====== PAGE EXCERPT

The exhibit includes galleries with images of Nobel medals and the handcrafted diplomas each laureate receives. Users can also take any of six virtual tours highlighting key places and people in Nobel’s life. The tours include audio narration and Ken Burns documentary-style panning and zooming images. The tours can be stopped and started at any time so users can explore the photos and additional linked material in more depth, using the pinch-zoom functionality familiar to any smartphone or tablet user.

Alfred Nobel: The man and his legacy
Visitors to the Nobel exhibition can start and stop this interactive tour and explore parts of it in greater detail.

The second experience includes information on all 900 past Nobel laureates. Users can sift and search through the winners by prize category, year, country of origin, gender, and other attributes. Photos of the laureates link to brief biographies and information about the work that earned them the prize.

“You can select, for example, female physicists from France, and you’ll get Marie Curie and her daughter, who both won the prize, as did Marie’s husband, Pierre,” van Dam said. “It’s quite an amazing family.”

In addition to the 82-inch display, the experiences also run on a separate 55-inch display, as well as several Microsoft Surface tablets arranged around the exhibit hall.

The existing TAG software was well-suited for the task, Green said, but the group needed to make several key modifications to make the Nobel experiences work. For example, TAG is designed to be connected to the Internet, but there was no reliable connection available at the exhibit’s first showing at the ArtScience Museum in Singapore. So the group had to load all the data directly onto the machines — a fairly labor-intensive task, Green said.

Designing for a colossal 82-inch display was another challenge.

“It’s absolutely huge in person and it was something we’d never tried before,” Green said. “When you’re standing there touching it, you can’t see the edges of the screen.” That meant the team had to take special care to make icons, menus and other objects discoverable on the sides of the screen.

“We have icons that are 2 feet wide,” Green said. “It seems kind of absurd when you think of smart phones or computers, because most screens aren’t two feet wide to begin with. But we really had to do things that would capture the attention of users and create new ways of making such a big screen intuitive to use.”

Laureates look on
Nobel laureates Wole Soyinka and Stefan Hell take a look at the digital presentation of Alfred Nobel’s handwritten will.

============
====== STORED DATA

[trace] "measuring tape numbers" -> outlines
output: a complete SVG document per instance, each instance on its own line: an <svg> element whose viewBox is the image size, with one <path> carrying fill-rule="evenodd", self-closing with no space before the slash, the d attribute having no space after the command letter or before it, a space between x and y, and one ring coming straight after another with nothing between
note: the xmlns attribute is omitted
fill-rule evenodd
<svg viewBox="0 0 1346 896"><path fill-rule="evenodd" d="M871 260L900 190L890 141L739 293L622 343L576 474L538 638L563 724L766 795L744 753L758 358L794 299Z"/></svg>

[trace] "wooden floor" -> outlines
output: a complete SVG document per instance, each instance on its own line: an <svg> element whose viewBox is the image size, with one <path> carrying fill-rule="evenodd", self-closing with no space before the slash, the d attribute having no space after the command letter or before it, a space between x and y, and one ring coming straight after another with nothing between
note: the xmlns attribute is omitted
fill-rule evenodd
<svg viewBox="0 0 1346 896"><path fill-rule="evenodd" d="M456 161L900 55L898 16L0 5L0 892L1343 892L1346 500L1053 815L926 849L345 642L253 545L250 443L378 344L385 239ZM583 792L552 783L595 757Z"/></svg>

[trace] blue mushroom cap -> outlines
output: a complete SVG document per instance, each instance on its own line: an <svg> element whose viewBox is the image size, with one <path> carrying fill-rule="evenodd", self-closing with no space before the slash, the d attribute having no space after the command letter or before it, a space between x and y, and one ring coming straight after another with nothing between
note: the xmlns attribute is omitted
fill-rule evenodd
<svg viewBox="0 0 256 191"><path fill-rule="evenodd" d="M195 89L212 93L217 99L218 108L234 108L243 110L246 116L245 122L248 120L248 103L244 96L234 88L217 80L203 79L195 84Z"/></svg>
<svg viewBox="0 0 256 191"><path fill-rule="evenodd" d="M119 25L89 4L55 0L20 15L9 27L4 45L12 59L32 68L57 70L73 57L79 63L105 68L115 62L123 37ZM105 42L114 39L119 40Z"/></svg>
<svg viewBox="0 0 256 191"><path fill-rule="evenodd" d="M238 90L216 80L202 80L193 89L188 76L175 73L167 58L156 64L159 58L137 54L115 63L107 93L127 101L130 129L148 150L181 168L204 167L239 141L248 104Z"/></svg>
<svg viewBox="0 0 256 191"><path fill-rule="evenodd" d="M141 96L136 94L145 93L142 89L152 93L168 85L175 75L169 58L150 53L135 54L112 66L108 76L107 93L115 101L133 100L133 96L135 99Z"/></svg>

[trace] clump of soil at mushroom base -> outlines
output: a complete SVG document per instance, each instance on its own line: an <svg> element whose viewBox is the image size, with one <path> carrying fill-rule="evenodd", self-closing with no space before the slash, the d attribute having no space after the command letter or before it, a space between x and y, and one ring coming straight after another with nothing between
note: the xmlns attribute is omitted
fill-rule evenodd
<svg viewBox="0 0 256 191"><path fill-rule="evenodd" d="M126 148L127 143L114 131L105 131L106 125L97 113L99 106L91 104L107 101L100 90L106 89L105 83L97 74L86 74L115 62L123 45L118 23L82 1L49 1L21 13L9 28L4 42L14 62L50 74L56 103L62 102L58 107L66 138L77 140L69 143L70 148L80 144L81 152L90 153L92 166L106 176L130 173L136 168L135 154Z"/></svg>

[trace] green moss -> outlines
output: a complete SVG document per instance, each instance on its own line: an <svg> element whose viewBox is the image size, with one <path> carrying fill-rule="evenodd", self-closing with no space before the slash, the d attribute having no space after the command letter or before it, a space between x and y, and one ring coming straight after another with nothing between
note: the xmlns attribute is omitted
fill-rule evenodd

============

■ **INSTRUCTIONS**
1. In the Nobel exhibit article, swap "Microsoft Surface tablets" for "touchscreen kiosks" and give the passage starting at "In addition to" and ending at "task, Green said.".
2. Resume the Nobel exhibit article after its final sentence and add the next part.
The lines that come after the Nobel exhibit article aren't needed for anything here.

■ **RESPONSE LIST**
1.
In addition to the 82-inch display, the experiences also run on a separate 55-inch display, as well as several touchscreen kiosks arranged around the exhibit hall.

The existing TAG software was well-suited for the task, Green said, but the group needed to make several key modifications to make the Nobel experiences work. For example, TAG is designed to be connected to the Internet, but there was no reliable connection available at the exhibit’s first showing at the ArtScience Museum in Singapore. So the group had to load all the data directly onto the machines — a fairly labor-intensive task, Green said.

2.
The team spent many hundreds of person-hours getting everything exactly as they and the Nobel Foundation wanted it. All that work paid off when Green traveled to Singapore last week to install the exhibit. “The install went amazingly smoothly,” he said.

But the real payoff was watching rapt audiences use the displays. In particular, Green got to see two Nobel laureates — Wole Soyinka, winner of the literature prize in 1986, and Stefan Hell, who won the chemistry prize last year — interact with the displays.

“That was really cool,” he said.

There was a temptation, Green admits, to throw in a few Easter eggs related to Brown’s resident Nobel laureate, Leon Cooper, who won the prize in physics in 1972. “We considered it,” Green said. “But we decided in the end it was probably best not to.”

The TAG group grew out of an ambitious project begun by van Dam and his group nearly a decade ago to digitize a work of art called the Garibaldi Panorama. The Garibaldi, a two-sided watercolor scroll, stands four-and-a-half feet tall and stretches a staggering 273 feet long. Too large and fragile to be easily viewed or studied by scholars, the digital version enables people to interact with and view the work in a way that wasn’t possible before.

The Nobel exhibit is the latest feather in TAG’s cap, and van Dam says he’s proud of the work his students did.

“They worked very hard on this,” van Dam said. “Trent himself worked insane hours. He slept only a few hours a night for far too many nights.”

The exhibit will run at the ArtScience Museum in Singapore for the next three months and then begin touring the globe. Future venues will be determined in the coming months.